*** Data supplied Section Begins ***

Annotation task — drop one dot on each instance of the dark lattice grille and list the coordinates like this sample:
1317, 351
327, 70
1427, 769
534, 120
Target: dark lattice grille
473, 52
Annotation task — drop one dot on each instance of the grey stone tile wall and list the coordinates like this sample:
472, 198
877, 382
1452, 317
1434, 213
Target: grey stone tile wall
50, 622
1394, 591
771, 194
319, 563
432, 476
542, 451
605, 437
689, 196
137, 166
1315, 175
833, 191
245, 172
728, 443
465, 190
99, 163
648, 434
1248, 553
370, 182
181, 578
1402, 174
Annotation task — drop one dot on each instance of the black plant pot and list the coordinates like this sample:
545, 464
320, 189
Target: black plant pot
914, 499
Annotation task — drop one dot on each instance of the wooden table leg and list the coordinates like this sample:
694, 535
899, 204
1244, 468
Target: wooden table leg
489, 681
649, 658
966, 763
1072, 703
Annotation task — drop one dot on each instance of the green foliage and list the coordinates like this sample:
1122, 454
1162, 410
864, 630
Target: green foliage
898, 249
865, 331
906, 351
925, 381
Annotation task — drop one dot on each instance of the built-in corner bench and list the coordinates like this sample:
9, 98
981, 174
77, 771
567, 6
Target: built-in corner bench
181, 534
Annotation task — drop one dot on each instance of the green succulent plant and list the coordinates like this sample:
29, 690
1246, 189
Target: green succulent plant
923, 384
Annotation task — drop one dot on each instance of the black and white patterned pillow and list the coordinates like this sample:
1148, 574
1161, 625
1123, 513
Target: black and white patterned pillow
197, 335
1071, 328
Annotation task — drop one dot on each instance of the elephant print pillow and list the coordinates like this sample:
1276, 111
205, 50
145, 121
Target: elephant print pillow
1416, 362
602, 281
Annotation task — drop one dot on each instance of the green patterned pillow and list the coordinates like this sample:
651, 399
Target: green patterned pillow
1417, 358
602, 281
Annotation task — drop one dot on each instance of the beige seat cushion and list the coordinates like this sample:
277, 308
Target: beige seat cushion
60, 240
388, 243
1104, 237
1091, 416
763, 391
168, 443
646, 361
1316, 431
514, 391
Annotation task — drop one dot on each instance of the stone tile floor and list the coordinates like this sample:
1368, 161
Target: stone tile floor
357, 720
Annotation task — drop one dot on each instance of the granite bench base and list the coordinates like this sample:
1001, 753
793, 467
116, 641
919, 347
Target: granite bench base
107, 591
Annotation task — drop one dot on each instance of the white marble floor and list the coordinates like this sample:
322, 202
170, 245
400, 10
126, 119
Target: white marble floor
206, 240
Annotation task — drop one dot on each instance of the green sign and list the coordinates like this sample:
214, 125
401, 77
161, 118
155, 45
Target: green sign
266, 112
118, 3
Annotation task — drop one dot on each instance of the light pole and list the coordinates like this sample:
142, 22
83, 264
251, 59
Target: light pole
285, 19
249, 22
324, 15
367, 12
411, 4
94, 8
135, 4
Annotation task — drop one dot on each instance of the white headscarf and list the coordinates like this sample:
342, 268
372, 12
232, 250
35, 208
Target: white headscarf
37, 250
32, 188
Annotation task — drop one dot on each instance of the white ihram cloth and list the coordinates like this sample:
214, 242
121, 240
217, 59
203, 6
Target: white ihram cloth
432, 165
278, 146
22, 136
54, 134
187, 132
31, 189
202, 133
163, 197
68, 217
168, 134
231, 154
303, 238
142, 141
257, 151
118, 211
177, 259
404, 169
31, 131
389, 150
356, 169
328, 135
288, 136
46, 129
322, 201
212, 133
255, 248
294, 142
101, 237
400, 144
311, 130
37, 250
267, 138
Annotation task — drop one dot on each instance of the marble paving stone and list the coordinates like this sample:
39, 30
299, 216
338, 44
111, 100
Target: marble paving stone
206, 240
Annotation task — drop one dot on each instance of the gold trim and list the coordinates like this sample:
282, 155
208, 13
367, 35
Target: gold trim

*** Data supplied Section Ends ***

The response should be an exact copy of all the records above.

Annotation task — drop one dot on each instance of the dark lattice grille and list the coordinates like this sample:
1317, 351
327, 70
1427, 769
534, 120
Target: dark lattice grille
473, 52
Annotation task — drop one dot on each instance of the grey stone tile wall and list the coordinates like this sample:
472, 198
877, 382
1452, 317
1434, 213
Target: grey stone tile wall
50, 622
1394, 591
771, 194
319, 563
432, 476
542, 451
605, 437
689, 196
137, 166
1315, 175
833, 191
245, 172
728, 443
465, 190
99, 163
648, 434
1248, 553
370, 182
181, 578
1402, 174
Annotation task — drop one dot on each instance of the black plant pot and list the coordinates like this sample:
545, 464
320, 189
Target: black plant pot
914, 499
Annotation task — drop one dot on each instance of the wooden table leg and list the coordinates like this sample:
694, 535
899, 204
1244, 468
Target: wooden table leg
489, 681
649, 658
966, 763
1072, 703
Annotation task — drop one dot on each instance of the green foliage and list the coordinates like this sample:
1122, 454
1162, 410
864, 630
Target: green foliage
898, 249
865, 331
906, 351
925, 381
Annotation task — drop one dot on each instance of the built-in corner bench and list the coordinates like this sample:
9, 98
981, 174
77, 771
567, 6
Target: built-in corner bench
181, 534
Annotation task — drop one dot on each instance of the green succulent plant and list the coordinates like this sample:
29, 690
1246, 189
Target: green succulent plant
923, 384
Annotation task — drop one dot on each instance of the black and white patterned pillow and list the coordinates like this sample:
1148, 574
1161, 625
1123, 513
Target: black and white patterned pillow
197, 335
1071, 328
Annotation task — drop one dot on each instance of the elephant print pillow and list the coordinates like this sample:
1276, 111
205, 50
145, 121
Target: elephant print pillow
1416, 362
602, 281
Annotation task — drop one dot on each instance of the green patterned pillow and list the coordinates like this sample:
651, 399
Target: green patterned pillow
1417, 358
602, 281
Annotation task — drop one dot on each instance of the beige seat cushion and list the coordinates like this sample:
277, 308
Target: beige seat cushion
60, 240
388, 243
1104, 237
1091, 416
763, 391
168, 443
646, 361
1316, 431
514, 391
Annotation task — drop one dot on each instance of the stone tile floor and list the coordinates like this sample:
1368, 161
Target: stone tile floor
357, 720
Annotation task — drop one dot on each instance of the granite bench base and list the coordinates like this sample:
1001, 753
793, 467
116, 641
919, 347
Target: granite bench base
107, 591
Annotation task — drop one dot on each instance of the white marble floor and list the coordinates like this sample:
322, 202
170, 245
400, 10
126, 119
Target: white marble floor
206, 240
Annotation task — drop one dot on each instance of the green sign and list the coordinates like this sample:
214, 125
401, 77
161, 118
155, 45
Target: green sign
266, 112
118, 3
Annotation task — drop one dot on each instance of the light pole and list the coordinates like this sample:
142, 22
83, 264
251, 59
Target: light pole
285, 19
249, 22
324, 15
367, 12
411, 4
94, 8
135, 4
Annotation task — drop one dot on each instance of the white headscarf and list the coordinates like this sample:
342, 268
372, 12
232, 250
35, 208
Target: white headscarf
37, 250
32, 188
Annotation task — drop one dot on each instance of the white ihram cloth and list the coordinates like this sample:
214, 242
121, 240
217, 59
203, 6
Target: white ihram cloth
432, 165
278, 146
22, 136
54, 134
187, 132
31, 189
202, 133
163, 197
68, 217
168, 134
231, 154
303, 238
142, 141
257, 151
118, 211
177, 259
404, 169
31, 131
389, 150
356, 169
328, 135
288, 136
46, 129
322, 201
212, 133
255, 248
294, 142
101, 237
400, 144
311, 130
37, 250
267, 138
Annotation task — drop one dot on each instance of the marble paving stone and list the coordinates like this sample:
39, 30
299, 216
338, 44
111, 100
Target: marble paving stone
206, 240
Annotation task — drop one dot on each instance of the gold trim and list the coordinates like this sample:
282, 155
208, 13
367, 35
Target: gold trim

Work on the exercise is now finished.